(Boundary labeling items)

···

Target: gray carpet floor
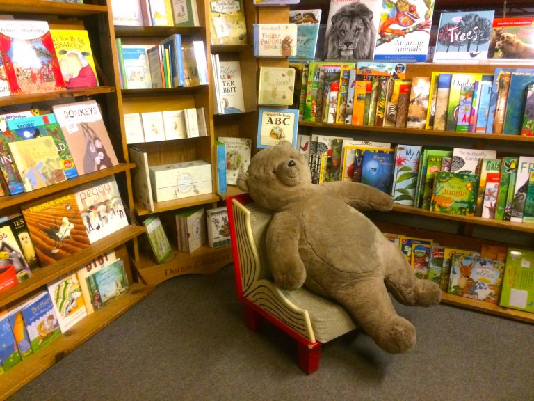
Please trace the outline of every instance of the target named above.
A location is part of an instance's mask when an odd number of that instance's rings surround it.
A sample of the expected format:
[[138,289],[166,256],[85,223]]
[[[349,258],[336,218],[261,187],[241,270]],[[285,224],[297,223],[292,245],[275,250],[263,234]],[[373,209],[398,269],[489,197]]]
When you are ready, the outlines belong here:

···

_Aim_: Rewrite the records from their start through the line containing "[[138,289],[166,256],[85,223]]", swapping "location" for "point" and changing nothing else, with the pictures left out.

_Task answer_:
Target: gray carpet floor
Please trace the outline of every instance of the target named above.
A point is part of an instance's mask when an odd number of that instance's rings surround it.
A sample of the expected format:
[[138,289],[166,256],[85,223]]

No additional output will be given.